And since the legal part of all this is settled, wanted to share 5 things I learned while going through the legal & insurance process. What an eye-opener.
1. Everything is Better when Riding-In-The-Right
As a cyclist, if you're in a crash with another vehicle (bike, car, bus etc.) there is at least a wee bit of comfort afterward that comes from knowing that you were riding-in-the-right.
Anyone watching should be able to tell that the accident wasn't your fault.
Understandably, cycling invokes an awesome realization of liberty and freedom.
Yay! Liberty from a rolling cage that's stuck in traffic. Whoot! Freedom is wind in your face and the ability change direction and short cut traffic protocols all too easily.
But as an old school cyclist (or just an old guy on a bike - take your pick) I have learned that cycling the streets with traffic can be akin to swimming with sharks. Don't do anything that makes your self more vulnerable or a target. You are somewhat hated by motorists just by cycling on the streets in the first place.
Sad, yes. Should it stop you? NO. Many of the motorists out there are cyclist too. They're on your side.

▸ **Task item A**:
Answer these questions about the cycling post:
(i) How many things does the writer say were learned during the legal and insurance process?
(ii) To what does the writer compare cycling the streets with traffic?
(iii) According to the final paragraph, what are many of the motorists as well?
▸ **Task item B**: Pick up the cycling post after its last sentence and continue it in the same voice.

▸ **Dataset extract**:
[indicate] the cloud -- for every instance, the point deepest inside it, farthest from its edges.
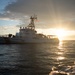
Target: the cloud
(50, 13)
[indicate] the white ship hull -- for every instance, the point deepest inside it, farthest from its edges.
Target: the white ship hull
(21, 40)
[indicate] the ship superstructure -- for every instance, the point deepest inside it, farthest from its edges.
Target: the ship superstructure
(29, 35)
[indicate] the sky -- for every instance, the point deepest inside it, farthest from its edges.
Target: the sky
(51, 14)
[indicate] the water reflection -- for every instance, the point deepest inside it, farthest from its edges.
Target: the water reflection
(60, 53)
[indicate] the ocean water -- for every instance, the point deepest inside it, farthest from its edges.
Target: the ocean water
(35, 59)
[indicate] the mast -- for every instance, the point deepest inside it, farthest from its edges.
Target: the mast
(32, 25)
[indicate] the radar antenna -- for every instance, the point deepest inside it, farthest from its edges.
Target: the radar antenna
(32, 25)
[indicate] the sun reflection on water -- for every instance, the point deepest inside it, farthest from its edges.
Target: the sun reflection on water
(60, 52)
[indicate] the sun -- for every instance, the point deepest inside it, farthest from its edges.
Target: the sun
(61, 33)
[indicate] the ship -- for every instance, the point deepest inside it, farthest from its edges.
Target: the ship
(29, 34)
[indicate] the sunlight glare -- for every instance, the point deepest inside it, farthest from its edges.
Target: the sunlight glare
(61, 33)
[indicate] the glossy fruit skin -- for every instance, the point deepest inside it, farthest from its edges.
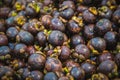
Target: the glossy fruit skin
(3, 40)
(106, 13)
(53, 64)
(56, 38)
(50, 76)
(56, 24)
(81, 8)
(117, 59)
(42, 38)
(36, 75)
(4, 50)
(71, 63)
(111, 40)
(103, 26)
(46, 20)
(12, 32)
(2, 26)
(25, 37)
(89, 31)
(88, 68)
(23, 73)
(30, 49)
(36, 61)
(107, 67)
(78, 73)
(73, 27)
(17, 64)
(70, 4)
(116, 16)
(25, 26)
(65, 53)
(76, 40)
(33, 26)
(63, 78)
(20, 48)
(6, 71)
(99, 76)
(31, 12)
(4, 11)
(10, 21)
(98, 44)
(105, 56)
(82, 49)
(67, 13)
(88, 16)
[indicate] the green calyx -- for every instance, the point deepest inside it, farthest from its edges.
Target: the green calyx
(35, 6)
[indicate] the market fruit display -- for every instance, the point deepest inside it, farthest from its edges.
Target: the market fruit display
(59, 39)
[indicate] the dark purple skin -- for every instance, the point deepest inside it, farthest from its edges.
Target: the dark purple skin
(31, 49)
(107, 14)
(8, 2)
(2, 26)
(4, 11)
(73, 27)
(4, 50)
(107, 67)
(20, 48)
(68, 3)
(105, 56)
(46, 20)
(53, 64)
(19, 63)
(36, 75)
(65, 53)
(103, 26)
(63, 78)
(117, 59)
(111, 40)
(56, 38)
(88, 68)
(42, 38)
(47, 2)
(78, 73)
(56, 24)
(76, 40)
(82, 49)
(4, 70)
(30, 11)
(10, 22)
(12, 32)
(81, 8)
(16, 20)
(67, 13)
(25, 37)
(98, 44)
(105, 2)
(3, 40)
(36, 61)
(89, 31)
(25, 26)
(116, 16)
(23, 73)
(32, 26)
(100, 76)
(88, 16)
(50, 76)
(71, 63)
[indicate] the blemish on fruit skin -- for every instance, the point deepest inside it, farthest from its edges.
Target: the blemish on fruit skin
(59, 39)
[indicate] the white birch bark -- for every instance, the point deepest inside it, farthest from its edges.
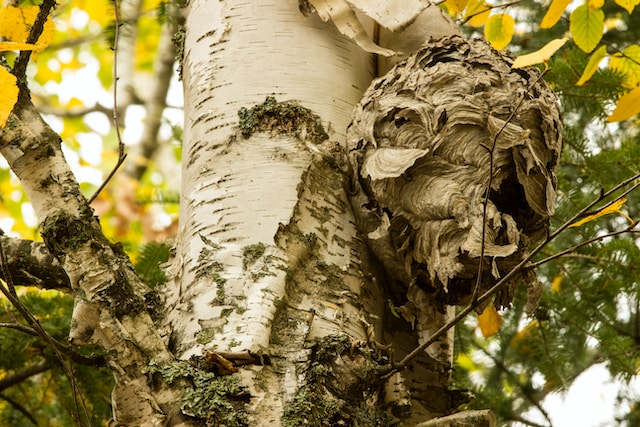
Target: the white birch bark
(313, 277)
(239, 191)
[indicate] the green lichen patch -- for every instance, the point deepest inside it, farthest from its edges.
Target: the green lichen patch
(286, 118)
(217, 399)
(342, 387)
(251, 253)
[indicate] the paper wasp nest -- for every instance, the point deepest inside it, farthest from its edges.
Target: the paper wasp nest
(423, 144)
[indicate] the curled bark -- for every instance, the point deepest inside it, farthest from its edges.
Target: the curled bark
(454, 155)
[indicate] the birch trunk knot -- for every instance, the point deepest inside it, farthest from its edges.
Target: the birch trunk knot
(449, 145)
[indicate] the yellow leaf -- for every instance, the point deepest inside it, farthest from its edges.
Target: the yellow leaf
(592, 65)
(628, 5)
(455, 6)
(611, 208)
(628, 63)
(499, 30)
(477, 13)
(466, 362)
(9, 90)
(542, 55)
(519, 340)
(555, 11)
(628, 106)
(16, 22)
(489, 321)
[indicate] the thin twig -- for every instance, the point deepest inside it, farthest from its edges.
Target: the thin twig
(17, 406)
(489, 9)
(20, 66)
(629, 229)
(121, 154)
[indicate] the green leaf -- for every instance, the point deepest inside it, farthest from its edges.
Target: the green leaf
(592, 65)
(628, 63)
(586, 26)
(628, 106)
(499, 30)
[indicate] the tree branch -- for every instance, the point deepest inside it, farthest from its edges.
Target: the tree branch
(20, 409)
(24, 373)
(20, 66)
(157, 101)
(31, 264)
(523, 264)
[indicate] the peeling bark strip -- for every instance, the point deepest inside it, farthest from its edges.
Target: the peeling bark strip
(429, 141)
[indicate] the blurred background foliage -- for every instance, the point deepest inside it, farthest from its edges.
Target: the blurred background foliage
(589, 313)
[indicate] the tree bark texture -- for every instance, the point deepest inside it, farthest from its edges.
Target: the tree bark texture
(454, 154)
(269, 259)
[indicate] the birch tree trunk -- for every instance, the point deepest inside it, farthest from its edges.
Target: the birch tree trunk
(278, 309)
(271, 281)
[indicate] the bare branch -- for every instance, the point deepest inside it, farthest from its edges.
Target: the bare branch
(31, 264)
(20, 66)
(24, 373)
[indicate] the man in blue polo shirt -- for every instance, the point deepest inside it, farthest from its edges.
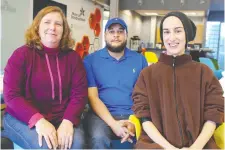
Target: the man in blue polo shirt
(112, 73)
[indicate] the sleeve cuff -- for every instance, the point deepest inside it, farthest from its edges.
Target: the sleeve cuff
(34, 119)
(75, 121)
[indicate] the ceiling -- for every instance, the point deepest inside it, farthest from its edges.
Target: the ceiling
(163, 12)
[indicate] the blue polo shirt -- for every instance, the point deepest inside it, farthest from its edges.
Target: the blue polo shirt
(115, 79)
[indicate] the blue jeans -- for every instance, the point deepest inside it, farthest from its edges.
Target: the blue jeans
(100, 135)
(27, 138)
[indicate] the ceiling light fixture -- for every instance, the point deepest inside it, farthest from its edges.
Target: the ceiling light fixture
(182, 2)
(202, 1)
(151, 14)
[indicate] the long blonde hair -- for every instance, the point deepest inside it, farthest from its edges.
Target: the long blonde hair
(32, 36)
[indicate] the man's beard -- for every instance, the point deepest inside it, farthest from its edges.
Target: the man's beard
(116, 49)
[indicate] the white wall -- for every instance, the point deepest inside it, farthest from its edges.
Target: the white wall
(16, 17)
(81, 28)
(146, 29)
(134, 23)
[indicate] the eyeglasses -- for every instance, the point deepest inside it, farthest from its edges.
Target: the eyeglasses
(119, 32)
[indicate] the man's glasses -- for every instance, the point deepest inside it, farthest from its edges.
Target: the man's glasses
(119, 32)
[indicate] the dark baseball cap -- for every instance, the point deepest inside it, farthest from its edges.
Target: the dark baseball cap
(116, 21)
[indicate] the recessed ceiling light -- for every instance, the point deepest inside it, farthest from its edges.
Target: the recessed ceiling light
(151, 14)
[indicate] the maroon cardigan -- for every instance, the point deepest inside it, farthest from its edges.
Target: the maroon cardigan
(49, 81)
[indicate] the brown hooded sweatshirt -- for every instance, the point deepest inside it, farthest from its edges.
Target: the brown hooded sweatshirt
(179, 95)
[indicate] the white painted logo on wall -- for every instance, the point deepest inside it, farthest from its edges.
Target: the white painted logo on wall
(80, 16)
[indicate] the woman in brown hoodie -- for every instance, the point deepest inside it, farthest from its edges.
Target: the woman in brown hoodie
(179, 101)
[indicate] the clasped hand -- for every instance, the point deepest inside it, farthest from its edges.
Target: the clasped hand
(61, 138)
(124, 129)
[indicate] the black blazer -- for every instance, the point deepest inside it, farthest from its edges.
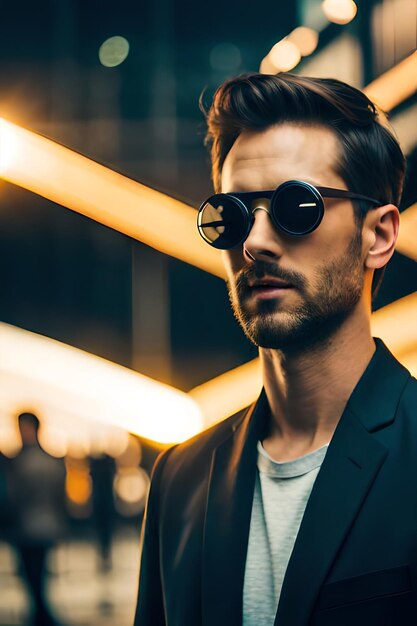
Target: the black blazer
(354, 561)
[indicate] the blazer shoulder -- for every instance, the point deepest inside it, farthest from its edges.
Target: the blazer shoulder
(203, 444)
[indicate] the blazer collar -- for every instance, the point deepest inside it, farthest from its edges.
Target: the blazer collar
(375, 398)
(352, 462)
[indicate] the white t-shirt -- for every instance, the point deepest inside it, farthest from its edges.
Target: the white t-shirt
(280, 498)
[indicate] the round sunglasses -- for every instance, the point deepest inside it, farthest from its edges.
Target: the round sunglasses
(296, 207)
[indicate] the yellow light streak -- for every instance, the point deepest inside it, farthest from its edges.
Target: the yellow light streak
(80, 184)
(396, 85)
(407, 238)
(228, 393)
(64, 383)
(46, 168)
(396, 324)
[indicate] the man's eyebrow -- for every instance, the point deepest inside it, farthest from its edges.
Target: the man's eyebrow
(305, 179)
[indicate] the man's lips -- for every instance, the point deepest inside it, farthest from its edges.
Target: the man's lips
(268, 287)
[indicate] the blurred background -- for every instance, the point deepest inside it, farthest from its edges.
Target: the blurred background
(120, 83)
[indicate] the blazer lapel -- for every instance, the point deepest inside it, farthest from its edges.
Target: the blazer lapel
(352, 462)
(227, 521)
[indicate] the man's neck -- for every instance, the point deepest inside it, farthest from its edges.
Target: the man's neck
(308, 391)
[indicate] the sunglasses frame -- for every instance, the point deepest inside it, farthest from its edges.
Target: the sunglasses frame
(244, 199)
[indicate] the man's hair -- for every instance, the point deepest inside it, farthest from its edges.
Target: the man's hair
(370, 161)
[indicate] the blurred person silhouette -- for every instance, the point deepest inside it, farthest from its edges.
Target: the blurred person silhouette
(103, 470)
(37, 492)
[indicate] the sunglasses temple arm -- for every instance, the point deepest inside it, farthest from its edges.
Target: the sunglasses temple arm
(328, 192)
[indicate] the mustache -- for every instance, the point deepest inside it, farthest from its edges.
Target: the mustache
(262, 269)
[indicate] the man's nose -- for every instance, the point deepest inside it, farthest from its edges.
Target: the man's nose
(263, 242)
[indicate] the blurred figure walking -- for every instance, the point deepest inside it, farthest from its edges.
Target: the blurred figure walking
(38, 500)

▸ **Answer space A**:
(i) Five.
(ii) Swimming with sharks.
(iii) Cyclists.

▸ **Answer space B**:
With that in mind, remember your helmet. Hand signals. Stop at intersections. Merge correctly. Lights and reflectors.
Riding-Right helps you avoid an incident in the first place and puts you in the plaintiff position when the lawyers take over if something does happen.
2. You Are In Charge Of Your Legal Case
Sure, you have a good cycling attorney on your side, right? For me it was Thomas Forsyth & team http://bicycleattorney.net/about/ who was excellent by the way, but it's your show. And now you have a lot of work to do.
My nights and weekends were booked until further notice. Lots of paper work. Emails and attachments. My scanner was hot with outgoing documents.
Doctor visits. Followups. All needed to be logged, documented and subsequent paperwork copied and sent to the legal team.
I also spent quite a lot time on the phone listening to that oh so lovely on-hold "music" courtesy of my medical insurance provider. How I want that time back.
Sick days. Human Resources Dept. Alternative working arrangements. More documentation, emails and attachments.
Stick to it, do it all, do it promptly. Promptly.
At some point down the line, it'll be too late to submit that medical invoice or other expense that you found at the bottom of your backpack.
That part of the legal negotiation may well be over, and well, pfffft, that expense is now yours.
3. Your Car Insurance May Be Involved
Make sure your uninsured/under insured motorist (auto insurance) option is maxed out.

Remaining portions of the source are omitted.